# What you are asked to do
Write each line exactly as it stands, from the line containing "Expected: one point per instance of the wingtip, each" through the end of the data.

Source data
%%

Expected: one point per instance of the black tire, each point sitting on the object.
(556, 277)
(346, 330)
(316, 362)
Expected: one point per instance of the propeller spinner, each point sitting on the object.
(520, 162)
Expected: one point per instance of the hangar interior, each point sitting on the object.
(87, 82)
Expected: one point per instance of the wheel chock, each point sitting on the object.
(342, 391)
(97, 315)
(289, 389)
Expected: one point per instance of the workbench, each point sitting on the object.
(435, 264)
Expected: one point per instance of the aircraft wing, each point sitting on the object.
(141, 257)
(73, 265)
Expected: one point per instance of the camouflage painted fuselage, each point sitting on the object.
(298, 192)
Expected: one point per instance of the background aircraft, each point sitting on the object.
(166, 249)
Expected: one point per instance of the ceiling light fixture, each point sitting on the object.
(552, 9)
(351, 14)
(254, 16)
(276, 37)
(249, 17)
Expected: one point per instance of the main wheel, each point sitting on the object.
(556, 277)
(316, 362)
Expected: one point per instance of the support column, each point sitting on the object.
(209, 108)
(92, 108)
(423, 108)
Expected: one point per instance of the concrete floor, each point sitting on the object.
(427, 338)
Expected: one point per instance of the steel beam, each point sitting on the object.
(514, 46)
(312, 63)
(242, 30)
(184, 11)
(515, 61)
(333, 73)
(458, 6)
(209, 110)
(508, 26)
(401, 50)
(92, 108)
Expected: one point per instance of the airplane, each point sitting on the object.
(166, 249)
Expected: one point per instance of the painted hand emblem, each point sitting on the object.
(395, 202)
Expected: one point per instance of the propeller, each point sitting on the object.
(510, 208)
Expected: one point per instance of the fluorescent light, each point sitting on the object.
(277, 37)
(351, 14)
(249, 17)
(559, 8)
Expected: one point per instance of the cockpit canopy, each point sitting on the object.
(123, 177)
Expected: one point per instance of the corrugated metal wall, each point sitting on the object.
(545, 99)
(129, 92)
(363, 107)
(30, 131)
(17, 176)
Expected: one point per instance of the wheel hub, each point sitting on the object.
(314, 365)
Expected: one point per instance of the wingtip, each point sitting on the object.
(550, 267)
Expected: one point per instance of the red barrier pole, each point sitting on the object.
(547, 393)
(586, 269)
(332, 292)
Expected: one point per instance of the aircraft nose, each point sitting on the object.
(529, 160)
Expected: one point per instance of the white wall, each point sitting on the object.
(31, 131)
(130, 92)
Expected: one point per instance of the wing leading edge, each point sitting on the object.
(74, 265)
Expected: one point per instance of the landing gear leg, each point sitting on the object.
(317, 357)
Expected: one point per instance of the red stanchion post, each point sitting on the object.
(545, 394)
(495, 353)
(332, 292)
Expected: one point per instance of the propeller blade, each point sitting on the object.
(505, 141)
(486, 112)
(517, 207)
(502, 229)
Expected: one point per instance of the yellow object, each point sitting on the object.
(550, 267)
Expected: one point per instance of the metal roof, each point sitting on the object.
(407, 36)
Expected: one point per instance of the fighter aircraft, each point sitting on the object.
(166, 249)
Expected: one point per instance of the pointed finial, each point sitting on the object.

%%

# Written solution
Expected: one point per instance of the wingtip, each point sitting on the object.
(550, 267)
Expected: one point per instance of the red barrier pole, each point sitting on the object.
(547, 393)
(586, 269)
(332, 292)
Expected: one point per instance of the aircraft nose, each point sitting on the object.
(529, 160)
Expected: one point per instance of the white wall, each point sitting on the object.
(31, 131)
(130, 92)
Expected: one point per instance of the wing leading edge, each point sitting on the object.
(74, 265)
Expected: one point per instance of the landing gear leg, each point sitting on the object.
(317, 357)
Expected: one point per instance of the red stanchion post, each point sitting on the object.
(545, 394)
(495, 353)
(332, 292)
Expected: one point per instance of the propeller blade, each point sitting on the object.
(505, 141)
(486, 112)
(517, 207)
(502, 229)
Expected: one point per instance of the yellow object, each point sitting on the object.
(550, 267)
Expected: one point per instance of the metal roof, each point sitting on the object.
(407, 36)
Expected: one point per instance of the fighter aircraft, each point sitting on the object.
(166, 249)
Expected: one point per instance of the pointed finial, each point sitting on the object.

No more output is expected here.